-- The data --
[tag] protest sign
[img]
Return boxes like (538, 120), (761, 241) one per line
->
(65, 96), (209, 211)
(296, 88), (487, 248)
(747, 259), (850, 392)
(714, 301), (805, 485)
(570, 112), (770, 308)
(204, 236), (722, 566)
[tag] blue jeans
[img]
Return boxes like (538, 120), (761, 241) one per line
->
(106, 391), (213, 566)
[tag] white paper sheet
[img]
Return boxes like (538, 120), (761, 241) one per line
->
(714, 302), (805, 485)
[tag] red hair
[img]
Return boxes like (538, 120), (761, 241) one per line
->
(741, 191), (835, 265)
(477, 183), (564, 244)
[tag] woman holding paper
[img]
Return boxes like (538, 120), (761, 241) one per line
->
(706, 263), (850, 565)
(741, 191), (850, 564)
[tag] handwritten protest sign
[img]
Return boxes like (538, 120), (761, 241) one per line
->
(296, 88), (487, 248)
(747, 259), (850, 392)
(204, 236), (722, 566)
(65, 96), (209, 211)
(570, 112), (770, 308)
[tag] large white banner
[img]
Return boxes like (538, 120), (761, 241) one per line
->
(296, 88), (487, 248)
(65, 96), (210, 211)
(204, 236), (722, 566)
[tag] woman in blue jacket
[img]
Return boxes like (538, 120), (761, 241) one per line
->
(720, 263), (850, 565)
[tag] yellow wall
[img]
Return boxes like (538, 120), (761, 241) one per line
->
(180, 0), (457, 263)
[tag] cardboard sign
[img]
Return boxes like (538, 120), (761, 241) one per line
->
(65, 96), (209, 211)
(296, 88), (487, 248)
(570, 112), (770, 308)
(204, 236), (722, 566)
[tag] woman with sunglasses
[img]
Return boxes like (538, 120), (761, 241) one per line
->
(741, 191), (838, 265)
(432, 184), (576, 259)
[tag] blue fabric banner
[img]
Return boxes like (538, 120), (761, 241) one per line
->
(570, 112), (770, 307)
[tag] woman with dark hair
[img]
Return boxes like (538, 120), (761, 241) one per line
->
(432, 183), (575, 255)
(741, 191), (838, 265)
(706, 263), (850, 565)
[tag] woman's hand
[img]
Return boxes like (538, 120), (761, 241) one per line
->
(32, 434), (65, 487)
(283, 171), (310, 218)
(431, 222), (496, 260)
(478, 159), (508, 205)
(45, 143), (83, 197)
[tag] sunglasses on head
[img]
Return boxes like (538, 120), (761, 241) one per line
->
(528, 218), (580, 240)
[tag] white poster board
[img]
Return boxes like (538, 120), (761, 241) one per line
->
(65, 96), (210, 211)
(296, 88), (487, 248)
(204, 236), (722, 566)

-- Written task --
Convert all of the material above into a two-column CSV with the header request,boxes and one row per request. Put the request text under request and its answer under boxes, each as a single quoted field with line breaks replaced by spaces.

-- Result of the exercise --
request,boxes
"[tag] protest sign [img] Return boxes like (538, 120), (761, 241) one per line ->","(65, 96), (209, 211) (296, 88), (487, 248) (747, 259), (850, 392) (714, 301), (805, 485) (570, 112), (770, 308) (204, 236), (722, 566)"
"[tag] blue jeans [img] Return boxes like (538, 120), (761, 241) one per line ->","(106, 391), (213, 566)"
"[tag] white paper sheet [img] Return boxes like (538, 120), (761, 241) one per line ->","(714, 302), (805, 485)"
"[tag] red hair [img] Return boxes like (538, 120), (761, 241) one per line ->","(741, 191), (835, 265) (477, 183), (564, 244)"
"[tag] woman holding paper [img] Return boxes like (538, 120), (761, 241) one per line ->","(706, 263), (850, 565) (741, 191), (850, 564)"
"[tag] handwritten protest sign [img] Return boxes like (538, 120), (761, 241) one per line ->","(296, 88), (487, 248) (747, 259), (850, 392) (204, 236), (722, 566) (65, 96), (209, 211) (570, 112), (770, 308)"
"[tag] large white banner [img] Return boxes like (538, 120), (761, 241) one per line ->","(296, 88), (487, 248) (65, 96), (210, 211) (204, 236), (722, 566)"
"[tag] woman in blue jacket [img] Return boxes like (538, 120), (761, 241) one per line ->","(720, 263), (850, 565)"
"[tag] yellow wall [img] Return boxes like (538, 120), (761, 241) one per line ->","(180, 0), (457, 263)"
"[tag] cardboard sign [img] Return boxes like (538, 120), (761, 241) one per line ->","(65, 96), (209, 211) (296, 88), (487, 248) (570, 112), (770, 308) (204, 236), (722, 566)"
"[tag] woman with sunglasses [img] Return boxes like (538, 120), (761, 241) one per line ->","(741, 191), (838, 265) (432, 184), (576, 259)"
"[tag] blue fabric banner [img] Return boxes like (538, 120), (761, 241) one per line ->","(570, 112), (770, 307)"
"[tag] woman with dark hair [img] Return boxes like (538, 120), (761, 241) one per line ->","(432, 183), (575, 255) (741, 191), (838, 265) (706, 263), (850, 565)"
"[tag] woman's hand [img] Return boxes like (538, 120), (761, 241) one per line ->","(32, 434), (65, 487) (283, 171), (310, 218) (431, 222), (496, 260) (478, 159), (508, 205) (45, 143), (83, 197)"
"[tag] sunglasses on head [img] Return boxes like (538, 120), (761, 241) one per line ->","(528, 218), (580, 240)"
"[tag] white poster board [img] Return boxes like (538, 120), (761, 241) one per line ->","(65, 96), (210, 211) (296, 88), (487, 248) (204, 236), (722, 566)"